--- Begin Source text ---

The narrator of How to Eat understood what it was to feel daunted – whether by the mechanics of making a gravy or a pie-crust, by the exhaustion of feeding young children, or by a desire to lose weight. “If you need to eat between meals, don’t allow yourself to feel you’ve failed,” she insisted. Even the chapter on eating to lose weight managed to be sensuous and non-judgmental. She suggests that “restrained” eating is easier if you can make a “fetish, almost, out of eating the food”. Take this suggestion for figs. “Cut crosses in figs – as if quartering them without cutting right through them – so that they open like bird-throated flowers.”

Returning to the book after all these years, one of the surprises is how little the food has dated. There’s nothing here that I wouldn’t still eat with relish. Long before Yotam Ottolenghi spearheaded a cauliflower renaissance, Nigella was roasting it in the oven with cumin. She was ahead of the game on ingredients such as tahini and kale, and in her seasonal devotion to quinces and damsons and seville oranges, which she recommends not just in marmalade but squirted over fish. This book also prefigured the current obsession with avocado toast in its recipe for guacamole, which insisted – rightly – that avocado was better mashed with lime, coriander and chilli, but no tomatoes. Without the tomatoes, she observed, “instead of the usual burst-boil mulch, you end up with a perfect buttery-yellow and jade clay”.

--- End Source text ---
--- Begin Listed entries ---

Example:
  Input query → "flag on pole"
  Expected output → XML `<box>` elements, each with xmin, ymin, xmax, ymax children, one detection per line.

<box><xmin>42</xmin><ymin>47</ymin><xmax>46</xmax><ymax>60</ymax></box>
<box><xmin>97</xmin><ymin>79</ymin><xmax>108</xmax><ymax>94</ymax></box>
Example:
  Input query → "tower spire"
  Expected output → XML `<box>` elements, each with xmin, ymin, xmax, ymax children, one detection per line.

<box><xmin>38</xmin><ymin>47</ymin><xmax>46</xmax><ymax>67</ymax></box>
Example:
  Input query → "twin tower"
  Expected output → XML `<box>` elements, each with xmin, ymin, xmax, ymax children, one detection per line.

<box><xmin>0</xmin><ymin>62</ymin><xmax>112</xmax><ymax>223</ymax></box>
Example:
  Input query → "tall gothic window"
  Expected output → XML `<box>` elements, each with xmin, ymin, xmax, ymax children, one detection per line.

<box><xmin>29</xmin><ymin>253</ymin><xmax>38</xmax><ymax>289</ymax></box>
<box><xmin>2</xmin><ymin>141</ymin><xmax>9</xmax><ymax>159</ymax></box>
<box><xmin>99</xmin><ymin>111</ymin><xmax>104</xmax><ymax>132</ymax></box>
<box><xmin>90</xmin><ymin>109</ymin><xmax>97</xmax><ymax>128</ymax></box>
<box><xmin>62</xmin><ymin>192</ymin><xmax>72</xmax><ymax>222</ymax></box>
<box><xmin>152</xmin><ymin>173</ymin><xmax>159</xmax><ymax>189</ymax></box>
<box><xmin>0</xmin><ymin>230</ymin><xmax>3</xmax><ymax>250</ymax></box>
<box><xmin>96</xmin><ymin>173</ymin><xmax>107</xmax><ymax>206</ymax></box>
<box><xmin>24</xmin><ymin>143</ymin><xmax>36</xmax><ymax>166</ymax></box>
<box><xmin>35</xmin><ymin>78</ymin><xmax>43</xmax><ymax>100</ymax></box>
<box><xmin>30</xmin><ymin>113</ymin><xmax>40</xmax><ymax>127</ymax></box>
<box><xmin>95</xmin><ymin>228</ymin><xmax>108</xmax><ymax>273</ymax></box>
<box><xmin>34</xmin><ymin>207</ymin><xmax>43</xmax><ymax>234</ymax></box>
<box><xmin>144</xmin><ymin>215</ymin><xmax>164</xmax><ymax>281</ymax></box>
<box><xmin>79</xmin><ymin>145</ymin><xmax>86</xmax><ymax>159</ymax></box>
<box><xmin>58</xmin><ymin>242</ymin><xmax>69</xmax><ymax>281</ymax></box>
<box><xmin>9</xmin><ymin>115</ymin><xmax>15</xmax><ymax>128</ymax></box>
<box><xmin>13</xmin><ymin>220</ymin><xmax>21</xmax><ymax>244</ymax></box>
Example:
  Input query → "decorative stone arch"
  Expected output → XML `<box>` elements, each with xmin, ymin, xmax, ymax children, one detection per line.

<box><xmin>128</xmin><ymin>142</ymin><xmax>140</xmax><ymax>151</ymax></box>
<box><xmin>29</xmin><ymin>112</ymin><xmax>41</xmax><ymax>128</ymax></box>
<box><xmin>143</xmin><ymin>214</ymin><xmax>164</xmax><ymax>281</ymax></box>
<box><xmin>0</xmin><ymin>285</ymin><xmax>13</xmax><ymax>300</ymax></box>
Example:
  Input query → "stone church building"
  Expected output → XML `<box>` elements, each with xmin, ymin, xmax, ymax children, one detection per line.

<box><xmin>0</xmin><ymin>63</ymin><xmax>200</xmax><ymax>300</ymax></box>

--- End Listed entries ---

Tasks for this exercise:
[A] Answer these questions using the How to Eat excerpt, one line each:
(i) What does the excerpt suggest cutting into figs?
(ii) What spice was cauliflower roasted with in the oven?
(iii) Which ingredient does the guacamole recipe leave out?
[B] List every fruit that the How to Eat excerpt names as an object of seasonal devotion.
The items come from a source unrelated to the How to Eat excerpt.

Solutions per task:
[A]
(i) Crosses
(ii) Cumin
(iii) Tomatoes

[B] Quinces, damsons, seville oranges